• [DO THIS] Lay out the records as a Markdown table with the columns Row and Line, covering only the lines from the one containing "[indicate] the bottle" through the end of the records, both ends included. Number each row and leave out blank lines.

-- RECORDS FOR THIS TASK start --

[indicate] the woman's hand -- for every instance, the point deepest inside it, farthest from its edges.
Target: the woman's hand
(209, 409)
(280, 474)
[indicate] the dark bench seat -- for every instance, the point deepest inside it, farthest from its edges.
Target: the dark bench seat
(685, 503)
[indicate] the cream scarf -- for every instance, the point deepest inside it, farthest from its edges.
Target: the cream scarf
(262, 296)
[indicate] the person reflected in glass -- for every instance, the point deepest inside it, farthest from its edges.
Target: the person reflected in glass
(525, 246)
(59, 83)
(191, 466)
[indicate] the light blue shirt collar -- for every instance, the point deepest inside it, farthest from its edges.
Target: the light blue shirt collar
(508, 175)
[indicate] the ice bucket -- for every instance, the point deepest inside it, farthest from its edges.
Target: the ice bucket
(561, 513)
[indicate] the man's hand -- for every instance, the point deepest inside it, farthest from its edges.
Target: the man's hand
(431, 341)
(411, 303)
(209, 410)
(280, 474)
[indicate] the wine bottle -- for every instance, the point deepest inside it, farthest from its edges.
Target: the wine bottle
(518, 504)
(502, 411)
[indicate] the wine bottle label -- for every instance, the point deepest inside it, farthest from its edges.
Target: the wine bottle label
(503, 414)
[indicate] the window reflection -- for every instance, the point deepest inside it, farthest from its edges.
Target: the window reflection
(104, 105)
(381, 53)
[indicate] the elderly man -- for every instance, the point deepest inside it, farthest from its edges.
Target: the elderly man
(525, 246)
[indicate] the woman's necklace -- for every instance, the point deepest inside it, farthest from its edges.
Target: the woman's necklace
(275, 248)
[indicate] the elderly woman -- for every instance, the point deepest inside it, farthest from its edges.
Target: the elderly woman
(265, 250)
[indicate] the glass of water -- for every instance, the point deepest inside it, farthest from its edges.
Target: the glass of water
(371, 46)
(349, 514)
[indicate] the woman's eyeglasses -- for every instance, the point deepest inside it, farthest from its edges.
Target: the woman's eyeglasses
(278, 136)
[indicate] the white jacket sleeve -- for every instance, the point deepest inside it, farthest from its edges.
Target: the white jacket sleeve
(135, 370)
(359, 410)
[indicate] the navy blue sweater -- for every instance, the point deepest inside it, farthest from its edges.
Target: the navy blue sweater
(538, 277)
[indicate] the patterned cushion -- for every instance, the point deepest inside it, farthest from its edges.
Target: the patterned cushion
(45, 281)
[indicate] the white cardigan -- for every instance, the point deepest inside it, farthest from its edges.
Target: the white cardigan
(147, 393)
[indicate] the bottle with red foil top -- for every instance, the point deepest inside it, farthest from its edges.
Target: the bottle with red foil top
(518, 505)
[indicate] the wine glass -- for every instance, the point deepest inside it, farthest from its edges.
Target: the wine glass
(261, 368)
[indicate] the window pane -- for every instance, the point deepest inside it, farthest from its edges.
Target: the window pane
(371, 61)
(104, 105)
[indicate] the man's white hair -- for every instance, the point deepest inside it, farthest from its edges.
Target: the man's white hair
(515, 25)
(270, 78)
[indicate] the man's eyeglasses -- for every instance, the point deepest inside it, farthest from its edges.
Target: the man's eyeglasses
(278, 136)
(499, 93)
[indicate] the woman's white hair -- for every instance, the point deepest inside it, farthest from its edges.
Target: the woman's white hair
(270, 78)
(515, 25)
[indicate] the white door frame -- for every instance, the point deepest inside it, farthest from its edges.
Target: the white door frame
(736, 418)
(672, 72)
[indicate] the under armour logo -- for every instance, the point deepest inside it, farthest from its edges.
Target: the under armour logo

-- RECORDS FOR THIS TASK end --

• [EXPECTED OUTPUT]
| Row | Line |
|---|---|
| 1 | [indicate] the bottle with red foil top -- for every instance, the point deepest inside it, farthest from its edges. |
| 2 | Target: the bottle with red foil top |
| 3 | (518, 505) |
| 4 | [indicate] the wine glass -- for every instance, the point deepest inside it, farthest from its edges. |
| 5 | Target: the wine glass |
| 6 | (261, 368) |
| 7 | [indicate] the window pane -- for every instance, the point deepest inside it, farthest from its edges. |
| 8 | Target: the window pane |
| 9 | (371, 61) |
| 10 | (104, 105) |
| 11 | [indicate] the man's white hair -- for every instance, the point deepest inside it, farthest from its edges. |
| 12 | Target: the man's white hair |
| 13 | (515, 25) |
| 14 | (270, 78) |
| 15 | [indicate] the man's eyeglasses -- for every instance, the point deepest inside it, farthest from its edges. |
| 16 | Target: the man's eyeglasses |
| 17 | (278, 136) |
| 18 | (499, 93) |
| 19 | [indicate] the woman's white hair -- for every instance, the point deepest inside it, farthest from its edges. |
| 20 | Target: the woman's white hair |
| 21 | (270, 78) |
| 22 | (515, 25) |
| 23 | [indicate] the white door frame -- for every instance, the point deepest inside it, farthest from its edges. |
| 24 | Target: the white door frame |
| 25 | (736, 418) |
| 26 | (672, 72) |
| 27 | [indicate] the under armour logo -- for every instance, the point deepest inside it, farthest from its edges. |
| 28 | Target: the under armour logo |